- **Exercise requirements**
Reproduce the data that follows precisely.

- **Available data**
Content starts

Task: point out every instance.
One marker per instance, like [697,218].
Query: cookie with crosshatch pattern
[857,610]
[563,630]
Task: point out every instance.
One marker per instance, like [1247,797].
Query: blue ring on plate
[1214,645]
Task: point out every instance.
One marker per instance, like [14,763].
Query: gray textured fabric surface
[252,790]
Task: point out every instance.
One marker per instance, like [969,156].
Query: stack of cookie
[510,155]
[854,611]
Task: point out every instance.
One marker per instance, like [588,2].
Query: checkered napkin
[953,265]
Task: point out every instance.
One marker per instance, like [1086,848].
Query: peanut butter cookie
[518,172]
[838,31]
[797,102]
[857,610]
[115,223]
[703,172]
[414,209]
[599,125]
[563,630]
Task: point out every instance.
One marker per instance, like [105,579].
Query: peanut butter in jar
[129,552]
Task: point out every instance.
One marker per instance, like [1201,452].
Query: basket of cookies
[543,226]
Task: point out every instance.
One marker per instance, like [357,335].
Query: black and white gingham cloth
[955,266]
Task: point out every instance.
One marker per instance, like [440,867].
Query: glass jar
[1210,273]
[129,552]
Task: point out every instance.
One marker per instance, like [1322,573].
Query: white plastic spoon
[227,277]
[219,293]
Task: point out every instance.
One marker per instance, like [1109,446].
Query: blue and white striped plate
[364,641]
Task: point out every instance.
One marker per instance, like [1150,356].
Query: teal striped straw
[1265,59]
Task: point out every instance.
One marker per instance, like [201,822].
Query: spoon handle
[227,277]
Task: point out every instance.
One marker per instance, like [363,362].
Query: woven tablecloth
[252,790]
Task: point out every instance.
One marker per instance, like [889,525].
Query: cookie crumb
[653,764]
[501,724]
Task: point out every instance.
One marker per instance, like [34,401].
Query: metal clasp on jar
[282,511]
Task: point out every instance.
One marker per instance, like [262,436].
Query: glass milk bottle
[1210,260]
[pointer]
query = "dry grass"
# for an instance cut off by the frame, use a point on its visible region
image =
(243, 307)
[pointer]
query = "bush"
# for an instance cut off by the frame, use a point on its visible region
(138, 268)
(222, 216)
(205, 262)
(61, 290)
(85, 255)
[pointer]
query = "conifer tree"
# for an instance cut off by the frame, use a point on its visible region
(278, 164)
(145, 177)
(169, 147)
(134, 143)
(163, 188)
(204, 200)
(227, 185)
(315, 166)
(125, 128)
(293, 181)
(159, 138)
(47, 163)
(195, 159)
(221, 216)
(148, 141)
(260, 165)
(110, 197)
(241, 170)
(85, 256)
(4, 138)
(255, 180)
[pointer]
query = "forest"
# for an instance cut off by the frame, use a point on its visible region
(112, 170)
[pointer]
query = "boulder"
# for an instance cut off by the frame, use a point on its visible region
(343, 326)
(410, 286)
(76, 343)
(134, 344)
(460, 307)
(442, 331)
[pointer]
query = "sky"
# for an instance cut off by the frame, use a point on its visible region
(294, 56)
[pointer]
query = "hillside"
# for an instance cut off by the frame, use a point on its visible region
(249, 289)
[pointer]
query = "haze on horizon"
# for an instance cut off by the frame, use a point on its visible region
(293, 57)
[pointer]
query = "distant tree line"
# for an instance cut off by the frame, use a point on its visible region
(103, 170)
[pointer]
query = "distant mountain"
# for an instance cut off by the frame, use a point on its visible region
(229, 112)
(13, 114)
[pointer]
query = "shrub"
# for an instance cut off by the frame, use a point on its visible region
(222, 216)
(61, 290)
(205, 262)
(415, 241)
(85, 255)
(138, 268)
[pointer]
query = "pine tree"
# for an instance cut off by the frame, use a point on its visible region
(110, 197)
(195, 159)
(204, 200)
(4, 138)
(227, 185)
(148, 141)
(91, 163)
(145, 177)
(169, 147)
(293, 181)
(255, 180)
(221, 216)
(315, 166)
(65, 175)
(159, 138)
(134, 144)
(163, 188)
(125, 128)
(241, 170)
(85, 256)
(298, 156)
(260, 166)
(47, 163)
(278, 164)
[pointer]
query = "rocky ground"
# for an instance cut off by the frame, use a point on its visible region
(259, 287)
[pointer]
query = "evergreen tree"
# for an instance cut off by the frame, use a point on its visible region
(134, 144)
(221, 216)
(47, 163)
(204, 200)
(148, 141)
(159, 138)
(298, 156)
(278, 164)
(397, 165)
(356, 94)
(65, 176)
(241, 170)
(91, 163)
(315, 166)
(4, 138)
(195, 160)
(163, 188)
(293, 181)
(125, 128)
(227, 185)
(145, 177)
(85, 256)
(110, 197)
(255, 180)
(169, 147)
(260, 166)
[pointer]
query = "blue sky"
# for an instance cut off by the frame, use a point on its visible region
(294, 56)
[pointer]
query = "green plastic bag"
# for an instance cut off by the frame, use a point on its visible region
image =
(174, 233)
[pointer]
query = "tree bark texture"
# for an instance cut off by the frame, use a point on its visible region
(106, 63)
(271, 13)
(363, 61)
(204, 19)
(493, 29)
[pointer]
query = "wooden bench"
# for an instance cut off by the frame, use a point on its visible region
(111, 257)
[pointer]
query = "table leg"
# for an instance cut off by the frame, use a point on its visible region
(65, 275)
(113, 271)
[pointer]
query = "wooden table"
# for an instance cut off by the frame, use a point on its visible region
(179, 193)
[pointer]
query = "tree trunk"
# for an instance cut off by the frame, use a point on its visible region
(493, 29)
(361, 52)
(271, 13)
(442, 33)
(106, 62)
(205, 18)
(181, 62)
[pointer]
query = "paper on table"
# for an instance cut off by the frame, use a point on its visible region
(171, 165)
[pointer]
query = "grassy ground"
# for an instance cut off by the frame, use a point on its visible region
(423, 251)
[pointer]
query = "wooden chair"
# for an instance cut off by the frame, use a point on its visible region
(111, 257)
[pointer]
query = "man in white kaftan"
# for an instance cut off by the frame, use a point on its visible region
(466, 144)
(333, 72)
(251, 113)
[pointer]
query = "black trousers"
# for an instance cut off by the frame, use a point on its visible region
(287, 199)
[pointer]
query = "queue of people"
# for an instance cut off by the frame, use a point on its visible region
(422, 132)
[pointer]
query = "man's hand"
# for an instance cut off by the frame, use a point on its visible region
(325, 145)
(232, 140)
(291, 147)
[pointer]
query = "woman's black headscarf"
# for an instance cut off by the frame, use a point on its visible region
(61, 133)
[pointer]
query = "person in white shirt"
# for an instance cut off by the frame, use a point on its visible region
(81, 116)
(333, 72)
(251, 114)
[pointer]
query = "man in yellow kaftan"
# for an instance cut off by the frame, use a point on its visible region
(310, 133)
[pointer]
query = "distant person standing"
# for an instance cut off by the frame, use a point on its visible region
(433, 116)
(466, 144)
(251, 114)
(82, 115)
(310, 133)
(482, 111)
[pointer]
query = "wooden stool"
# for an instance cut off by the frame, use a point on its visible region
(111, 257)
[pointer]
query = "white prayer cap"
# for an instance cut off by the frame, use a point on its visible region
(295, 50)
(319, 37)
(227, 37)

Content ends

- **The answer**
Task: point out every instance.
One marker per instance, like [697,218].
Query: cookie with crosshatch pattern
[857,610]
[563,630]
Task: point out every instance.
One marker per instance, like [1247,797].
Query: blue ring on plate
[1214,645]
Task: point out every instance.
One marker per instance, like [14,763].
Query: gray textured fabric surface
[252,790]
Task: point out every instance.
One marker per instance, like [969,156].
Query: stack of cookie
[510,155]
[854,611]
Task: point out every instance.
One marker per instance, like [588,2].
Query: checkered napkin
[953,265]
Task: point out every instance.
One marker per instance, like [1086,848].
Query: peanut butter cookie
[518,172]
[838,31]
[797,102]
[857,610]
[115,223]
[703,172]
[414,209]
[599,125]
[563,630]
Task: point out every instance.
One marker per instance, like [105,579].
Query: peanut butter in jar
[129,552]
Task: point out every instance.
One marker per instance, like [1201,452].
Query: basket of cookies
[543,226]
Task: point out every instance.
One marker per instance, like [357,335].
Query: black and white gingham cloth
[955,266]
Task: point out every instance.
One marker per instance, like [440,867].
Query: glass jar
[1210,273]
[129,552]
Task: point out every instance.
One marker per instance, like [1322,573].
Query: white plastic spoon
[227,277]
[219,293]
Task: point out every instance.
One marker per instance, like [1109,446].
Query: blue and white striped plate
[364,641]
Task: point out every instance.
One marker per instance, like [1150,356].
Query: teal striped straw
[1265,59]
Task: point out every instance.
One marker per instance, like [201,822].
Query: spoon handle
[227,277]
Task: point out every instance.
One marker per instance, like [363,362].
Query: woven tablecloth
[252,790]
Task: point out every instance.
One marker per instance, like [889,525].
Query: cookie crumb
[653,764]
[501,724]
Task: point out every instance.
One marker per instance, like [34,401].
Query: metal clasp on jar
[282,511]
Task: point out every instance.
One marker per instance, like [262,436].
Query: glass milk bottle
[1210,260]
[pointer]
query = "dry grass"
# for an instance cut off by the frame, use a point on its visible region
image =
(243, 307)
[pointer]
query = "bush"
# for an instance cut off by the frame, use a point on its visible region
(138, 268)
(222, 216)
(205, 262)
(61, 290)
(85, 255)
[pointer]
query = "conifer tree"
# for an instance cut off by the frame, use a point on its visible region
(278, 164)
(145, 177)
(169, 147)
(134, 143)
(163, 188)
(204, 200)
(227, 185)
(315, 166)
(125, 128)
(293, 181)
(159, 138)
(47, 163)
(195, 159)
(221, 216)
(148, 141)
(260, 165)
(110, 197)
(241, 170)
(85, 256)
(4, 138)
(255, 180)
[pointer]
query = "forest"
# for an instance cut off by the frame, use a point on its visible region
(112, 170)
[pointer]
query = "boulder"
# for an instance cut off by the frame, use a point on its visible region
(343, 326)
(410, 286)
(76, 343)
(134, 344)
(460, 307)
(442, 331)
[pointer]
query = "sky"
# for an instance cut off by the frame, use a point on its visible region
(294, 56)
[pointer]
query = "hillside"
# for an instance cut off by the frame, use a point on its visible region
(249, 289)
[pointer]
query = "haze on horizon"
# for an instance cut off by the frame, use a point on its visible region
(293, 57)
[pointer]
query = "distant tree line"
# for an instance cut off by the frame, use a point on its visible region
(103, 170)
[pointer]
query = "distant mountain"
# for an instance cut off by the frame, use a point on its visible region
(229, 112)
(13, 114)
[pointer]
query = "shrub"
# for an instance cut off by the frame, use a point on its visible region
(222, 216)
(61, 290)
(205, 262)
(415, 241)
(85, 255)
(138, 268)
[pointer]
query = "pine tree"
# for an instance cut off by the frame, use a point on its visible region
(110, 197)
(195, 159)
(204, 200)
(4, 138)
(227, 185)
(148, 141)
(91, 163)
(145, 177)
(169, 147)
(293, 181)
(255, 180)
(221, 216)
(315, 166)
(65, 175)
(159, 138)
(134, 144)
(163, 188)
(125, 128)
(241, 170)
(85, 256)
(298, 156)
(260, 166)
(47, 163)
(278, 164)
[pointer]
query = "rocky ground"
# for an instance cut off by the frame, use a point on its visible region
(259, 287)
[pointer]
query = "evergreen tree"
# for an instance cut off by the frame, use a point on its visible region
(134, 144)
(221, 216)
(47, 163)
(204, 200)
(148, 141)
(159, 138)
(298, 156)
(278, 164)
(397, 165)
(356, 94)
(65, 176)
(241, 170)
(91, 163)
(315, 166)
(4, 138)
(195, 160)
(163, 188)
(293, 181)
(125, 128)
(227, 185)
(145, 177)
(85, 256)
(110, 197)
(255, 180)
(169, 147)
(260, 166)
[pointer]
query = "blue sky"
# for an instance cut off by the frame, use a point on its visible region
(294, 56)
[pointer]
query = "green plastic bag"
# for an instance cut off by the frame, use a point on its visible region
image =
(174, 233)
[pointer]
query = "tree bark texture"
# for an instance cut off by the frame, use a point on its visible region
(106, 63)
(271, 13)
(363, 61)
(204, 19)
(493, 29)
[pointer]
query = "wooden bench"
# for an instance cut off by the frame, use a point on its visible region
(111, 257)
[pointer]
query = "table leg"
# for an instance cut off by the frame, use a point on its visible region
(65, 275)
(113, 271)
[pointer]
query = "wooden table"
# for an instance cut off by the frame, use a point on its visible region
(179, 193)
[pointer]
query = "tree trunk"
# for an instance cut off by the frame, use a point on its visible region
(493, 29)
(361, 52)
(271, 13)
(442, 33)
(106, 62)
(205, 18)
(181, 62)
[pointer]
query = "paper on table"
# for an instance cut off by the frame, use a point on its visible region
(171, 165)
[pointer]
query = "grassy ground"
# for an instance cut off by the frame, use a point on its visible region
(423, 251)
[pointer]
query = "wooden chair"
# for an instance cut off by the frame, use a point on its visible region
(111, 257)
[pointer]
query = "man in white kaftan"
# for an instance cut off by the frame, use a point on its visible region
(466, 144)
(333, 72)
(251, 113)
[pointer]
query = "black trousers"
# for an instance cut off by the frame, use a point on its visible region
(287, 199)
[pointer]
query = "queue of people"
# for an instance cut off by the frame, use a point on its visible region
(422, 132)
[pointer]
query = "man's hand"
# for an instance cut off by the frame, use a point on its visible region
(325, 145)
(232, 140)
(291, 147)
[pointer]
query = "woman's black headscarf"
# for an instance cut off by the frame, use a point on its visible region
(61, 133)
[pointer]
query = "person in white shirt"
# for an instance cut off by the frame, use a point on its visible region
(81, 116)
(333, 72)
(251, 114)
[pointer]
query = "man in yellow kaftan"
# for an instance cut off by the frame, use a point on its visible region
(310, 133)
[pointer]
query = "distant person standing"
# for an instance cut off by the frame, use a point on its visible region
(433, 116)
(466, 144)
(251, 114)
(82, 115)
(310, 133)
(482, 111)
[pointer]
query = "wooden stool"
# for an instance cut off by the frame, use a point on its visible region
(111, 257)
[pointer]
query = "white prayer cap"
# for an instance cut off by the frame, use a point on its visible region
(295, 50)
(319, 37)
(227, 37)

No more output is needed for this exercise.